■ Problem to work on
Repeat exactly the lines from the one containing "Could you please indicate the ear" through the last line of the records below, both included, and nothing else.

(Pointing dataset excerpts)
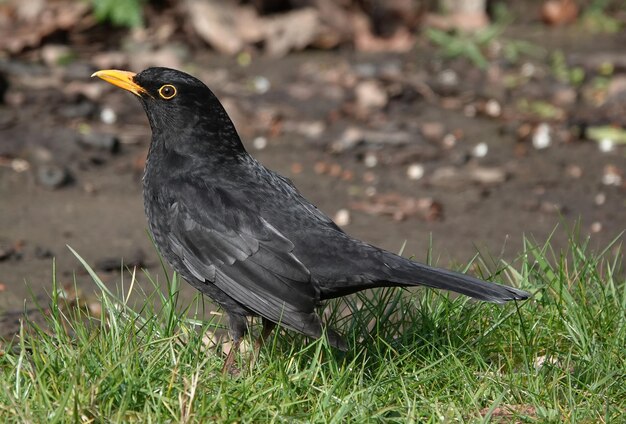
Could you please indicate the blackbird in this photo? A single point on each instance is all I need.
(243, 234)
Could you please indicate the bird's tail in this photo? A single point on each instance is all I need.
(415, 274)
(395, 271)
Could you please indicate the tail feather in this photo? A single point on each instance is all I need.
(418, 274)
(395, 271)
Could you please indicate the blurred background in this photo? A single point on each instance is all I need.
(434, 127)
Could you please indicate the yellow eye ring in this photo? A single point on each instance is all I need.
(167, 91)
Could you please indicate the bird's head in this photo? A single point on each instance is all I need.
(184, 114)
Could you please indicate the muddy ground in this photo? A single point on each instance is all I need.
(422, 152)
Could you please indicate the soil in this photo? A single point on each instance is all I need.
(301, 106)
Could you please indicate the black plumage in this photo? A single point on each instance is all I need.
(244, 235)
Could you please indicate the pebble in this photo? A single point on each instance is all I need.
(448, 77)
(600, 199)
(261, 85)
(449, 141)
(342, 217)
(493, 108)
(371, 95)
(596, 227)
(611, 176)
(606, 145)
(349, 138)
(20, 165)
(108, 116)
(574, 171)
(52, 176)
(433, 131)
(480, 150)
(542, 137)
(415, 171)
(370, 160)
(259, 143)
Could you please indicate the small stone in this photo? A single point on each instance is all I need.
(596, 227)
(342, 217)
(493, 108)
(469, 111)
(261, 84)
(43, 252)
(574, 171)
(599, 199)
(433, 130)
(296, 168)
(528, 70)
(335, 170)
(108, 116)
(606, 145)
(542, 137)
(449, 141)
(369, 177)
(259, 143)
(371, 95)
(20, 165)
(320, 167)
(480, 150)
(448, 77)
(52, 176)
(415, 171)
(371, 160)
(611, 176)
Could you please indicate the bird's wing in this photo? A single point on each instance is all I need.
(222, 241)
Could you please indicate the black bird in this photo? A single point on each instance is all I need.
(243, 234)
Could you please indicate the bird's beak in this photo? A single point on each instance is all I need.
(121, 79)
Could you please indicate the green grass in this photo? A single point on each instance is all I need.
(416, 356)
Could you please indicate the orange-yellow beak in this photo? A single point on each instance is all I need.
(121, 79)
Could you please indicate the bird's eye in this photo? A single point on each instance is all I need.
(167, 91)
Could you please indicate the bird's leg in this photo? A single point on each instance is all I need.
(268, 326)
(238, 327)
(229, 362)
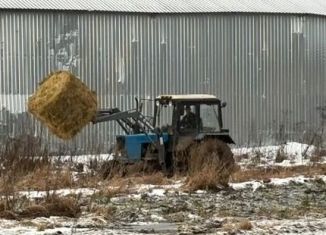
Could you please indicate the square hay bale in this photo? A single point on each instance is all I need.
(63, 103)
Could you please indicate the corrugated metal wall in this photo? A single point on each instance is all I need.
(270, 69)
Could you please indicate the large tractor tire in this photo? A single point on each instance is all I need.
(210, 165)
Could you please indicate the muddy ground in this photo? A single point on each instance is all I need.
(295, 204)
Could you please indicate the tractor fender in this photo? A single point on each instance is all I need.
(226, 138)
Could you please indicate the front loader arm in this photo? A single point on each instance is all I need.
(131, 121)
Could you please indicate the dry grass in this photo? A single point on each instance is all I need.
(236, 224)
(277, 172)
(245, 224)
(210, 166)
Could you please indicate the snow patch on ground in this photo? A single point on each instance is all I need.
(295, 154)
(60, 192)
(276, 181)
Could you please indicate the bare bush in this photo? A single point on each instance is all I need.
(210, 166)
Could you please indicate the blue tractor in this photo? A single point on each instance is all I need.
(179, 122)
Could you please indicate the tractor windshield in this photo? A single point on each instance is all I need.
(209, 117)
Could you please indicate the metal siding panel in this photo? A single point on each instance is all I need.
(175, 6)
(270, 69)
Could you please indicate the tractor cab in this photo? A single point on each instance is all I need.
(196, 115)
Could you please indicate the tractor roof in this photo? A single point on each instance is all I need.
(188, 97)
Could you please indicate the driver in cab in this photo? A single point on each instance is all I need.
(189, 119)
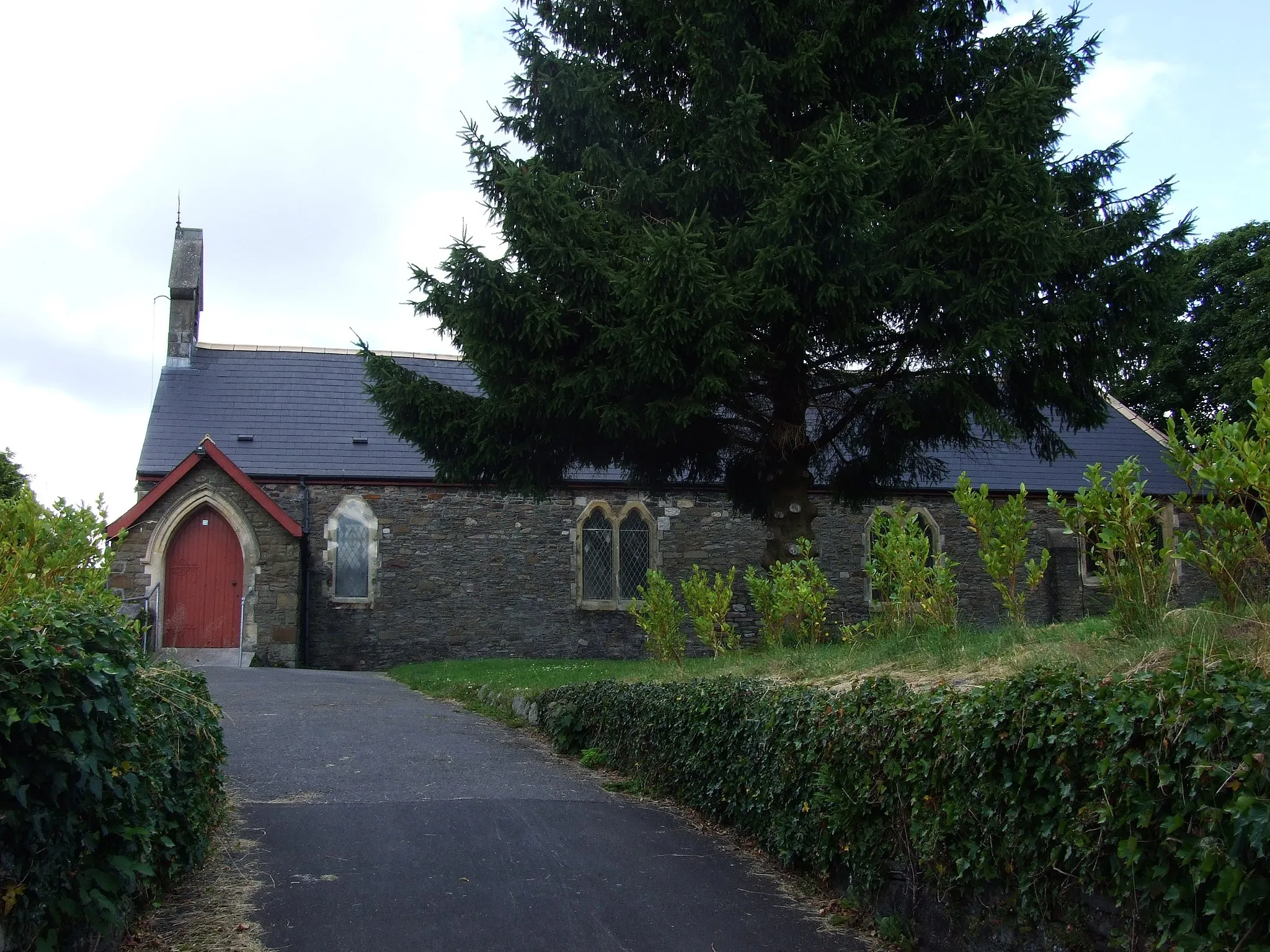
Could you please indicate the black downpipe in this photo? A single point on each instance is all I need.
(303, 648)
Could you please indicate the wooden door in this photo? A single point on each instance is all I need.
(203, 584)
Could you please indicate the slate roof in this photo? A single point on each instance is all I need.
(304, 408)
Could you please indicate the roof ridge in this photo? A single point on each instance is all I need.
(1145, 426)
(291, 350)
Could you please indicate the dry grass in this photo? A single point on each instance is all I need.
(213, 909)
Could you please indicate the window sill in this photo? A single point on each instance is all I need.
(610, 604)
(351, 602)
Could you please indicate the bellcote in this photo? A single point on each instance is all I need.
(186, 294)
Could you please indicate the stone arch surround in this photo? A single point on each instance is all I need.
(155, 560)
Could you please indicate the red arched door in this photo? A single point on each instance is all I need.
(203, 584)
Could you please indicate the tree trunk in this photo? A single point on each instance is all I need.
(790, 512)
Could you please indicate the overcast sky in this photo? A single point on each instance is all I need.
(315, 144)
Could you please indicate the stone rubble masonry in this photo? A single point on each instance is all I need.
(474, 574)
(271, 616)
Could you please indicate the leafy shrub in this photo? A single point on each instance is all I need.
(793, 601)
(1122, 523)
(1002, 532)
(1227, 474)
(1033, 794)
(110, 770)
(59, 547)
(912, 592)
(658, 614)
(708, 609)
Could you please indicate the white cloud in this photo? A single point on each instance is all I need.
(1113, 97)
(315, 144)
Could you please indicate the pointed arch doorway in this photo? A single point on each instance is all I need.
(203, 584)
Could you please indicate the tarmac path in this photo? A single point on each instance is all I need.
(393, 822)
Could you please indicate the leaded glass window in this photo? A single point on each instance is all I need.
(633, 553)
(597, 558)
(933, 539)
(352, 559)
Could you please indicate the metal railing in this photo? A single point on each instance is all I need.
(148, 602)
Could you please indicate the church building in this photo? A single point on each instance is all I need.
(280, 521)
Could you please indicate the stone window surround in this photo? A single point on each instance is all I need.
(353, 507)
(928, 519)
(155, 559)
(611, 604)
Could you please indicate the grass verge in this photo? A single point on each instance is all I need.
(972, 656)
(213, 909)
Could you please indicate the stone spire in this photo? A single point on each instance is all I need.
(186, 289)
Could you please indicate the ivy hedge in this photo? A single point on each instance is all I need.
(1033, 792)
(110, 772)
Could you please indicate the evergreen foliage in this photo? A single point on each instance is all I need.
(778, 244)
(12, 479)
(1203, 361)
(1036, 799)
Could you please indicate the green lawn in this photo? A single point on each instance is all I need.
(972, 656)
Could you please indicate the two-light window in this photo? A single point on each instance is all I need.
(930, 528)
(615, 553)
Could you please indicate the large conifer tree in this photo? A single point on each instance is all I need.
(781, 244)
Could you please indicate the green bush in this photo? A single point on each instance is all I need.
(708, 609)
(110, 771)
(793, 601)
(1028, 794)
(1122, 524)
(1227, 474)
(1002, 532)
(58, 547)
(912, 592)
(658, 614)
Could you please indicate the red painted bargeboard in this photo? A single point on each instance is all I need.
(203, 584)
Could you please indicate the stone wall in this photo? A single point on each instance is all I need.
(271, 612)
(466, 574)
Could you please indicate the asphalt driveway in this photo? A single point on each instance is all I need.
(391, 822)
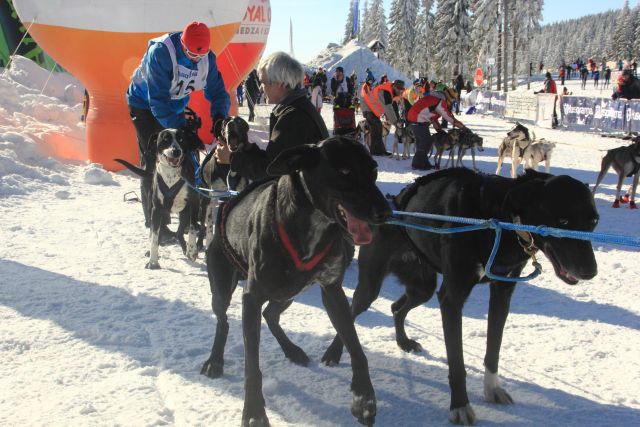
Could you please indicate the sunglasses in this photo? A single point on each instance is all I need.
(194, 55)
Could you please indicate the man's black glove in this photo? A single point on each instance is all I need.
(216, 129)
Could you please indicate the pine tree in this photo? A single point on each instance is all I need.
(364, 23)
(402, 34)
(423, 50)
(452, 32)
(623, 38)
(348, 27)
(487, 32)
(378, 22)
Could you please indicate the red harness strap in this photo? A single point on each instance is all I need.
(293, 253)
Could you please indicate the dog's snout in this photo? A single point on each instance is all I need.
(381, 214)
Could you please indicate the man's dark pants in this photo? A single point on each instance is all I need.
(423, 146)
(146, 125)
(375, 134)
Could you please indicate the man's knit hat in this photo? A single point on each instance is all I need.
(196, 37)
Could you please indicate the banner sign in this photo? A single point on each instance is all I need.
(498, 102)
(609, 114)
(578, 112)
(633, 116)
(521, 105)
(483, 102)
(546, 104)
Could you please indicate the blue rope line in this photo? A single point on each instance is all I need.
(543, 230)
(204, 191)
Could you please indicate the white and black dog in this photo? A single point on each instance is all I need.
(517, 140)
(403, 135)
(537, 152)
(169, 192)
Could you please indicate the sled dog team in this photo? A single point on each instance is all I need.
(304, 224)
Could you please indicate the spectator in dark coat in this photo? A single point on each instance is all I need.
(459, 86)
(628, 86)
(252, 92)
(607, 76)
(294, 120)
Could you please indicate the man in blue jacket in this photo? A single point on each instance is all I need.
(173, 66)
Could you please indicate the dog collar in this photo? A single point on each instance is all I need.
(295, 256)
(169, 193)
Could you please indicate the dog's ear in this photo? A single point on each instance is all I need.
(217, 127)
(293, 159)
(244, 126)
(152, 144)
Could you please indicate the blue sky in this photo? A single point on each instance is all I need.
(317, 23)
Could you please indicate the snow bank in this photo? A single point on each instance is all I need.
(355, 56)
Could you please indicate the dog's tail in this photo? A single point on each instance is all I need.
(141, 172)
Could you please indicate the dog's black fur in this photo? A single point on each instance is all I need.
(467, 140)
(323, 201)
(233, 131)
(626, 162)
(415, 256)
(169, 194)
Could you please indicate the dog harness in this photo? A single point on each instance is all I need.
(241, 265)
(371, 97)
(169, 193)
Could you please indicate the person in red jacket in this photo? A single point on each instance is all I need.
(426, 111)
(550, 87)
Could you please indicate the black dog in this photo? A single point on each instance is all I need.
(415, 256)
(626, 162)
(169, 193)
(283, 235)
(467, 140)
(234, 132)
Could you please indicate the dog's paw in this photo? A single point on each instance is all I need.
(464, 416)
(152, 265)
(498, 395)
(212, 369)
(254, 418)
(410, 346)
(332, 356)
(363, 407)
(297, 356)
(192, 253)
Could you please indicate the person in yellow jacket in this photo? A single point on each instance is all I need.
(376, 102)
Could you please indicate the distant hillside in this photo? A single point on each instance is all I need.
(592, 36)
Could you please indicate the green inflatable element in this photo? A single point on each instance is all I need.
(12, 32)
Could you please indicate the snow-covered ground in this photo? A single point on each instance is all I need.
(89, 337)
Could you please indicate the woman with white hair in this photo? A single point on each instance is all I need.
(294, 120)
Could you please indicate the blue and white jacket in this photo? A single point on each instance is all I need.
(165, 78)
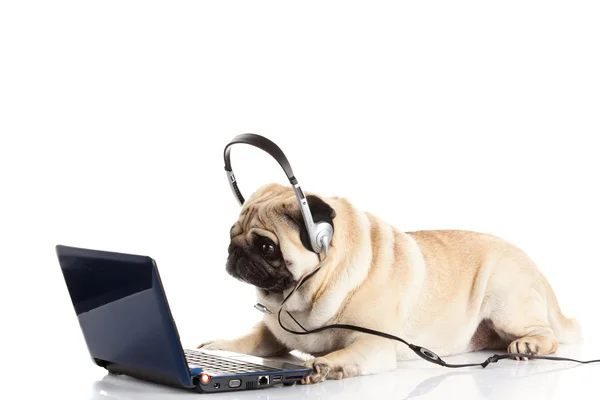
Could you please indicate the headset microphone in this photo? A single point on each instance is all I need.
(320, 234)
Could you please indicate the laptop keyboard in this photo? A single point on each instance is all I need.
(214, 365)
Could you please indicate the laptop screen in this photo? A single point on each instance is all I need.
(122, 310)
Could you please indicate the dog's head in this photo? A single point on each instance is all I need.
(268, 246)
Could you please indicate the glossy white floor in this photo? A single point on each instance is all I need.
(506, 379)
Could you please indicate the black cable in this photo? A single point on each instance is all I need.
(422, 352)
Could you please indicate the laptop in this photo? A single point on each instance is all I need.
(129, 330)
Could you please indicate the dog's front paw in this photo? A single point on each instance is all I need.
(322, 369)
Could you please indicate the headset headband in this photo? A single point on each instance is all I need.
(275, 152)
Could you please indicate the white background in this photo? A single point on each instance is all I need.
(114, 116)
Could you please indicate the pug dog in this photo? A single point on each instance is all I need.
(450, 291)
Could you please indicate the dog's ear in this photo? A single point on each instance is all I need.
(321, 212)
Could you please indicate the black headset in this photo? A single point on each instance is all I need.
(319, 232)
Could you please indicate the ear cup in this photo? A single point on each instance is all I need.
(320, 220)
(322, 214)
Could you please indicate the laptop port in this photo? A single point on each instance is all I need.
(263, 380)
(235, 383)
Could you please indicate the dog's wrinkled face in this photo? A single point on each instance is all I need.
(267, 247)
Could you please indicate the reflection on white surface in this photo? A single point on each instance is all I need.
(412, 380)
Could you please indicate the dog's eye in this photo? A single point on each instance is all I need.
(268, 249)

■ Full solution
Could you please indicate the ear cup in this photo? A single point on each instance is all I need.
(320, 220)
(322, 214)
Could you please indicate the laptop port in this photo? A single point on each instance is all I need.
(263, 380)
(235, 383)
Could you please indicate the dog's wrinkled face in this photo? A single point on each instance is all I need.
(267, 247)
Could you please indicate the reflection on white surface in this photo? A single point on each instance is all I need.
(412, 380)
Could you please indicate the dog's eye in this photo? A single point on each instance is all I need.
(268, 249)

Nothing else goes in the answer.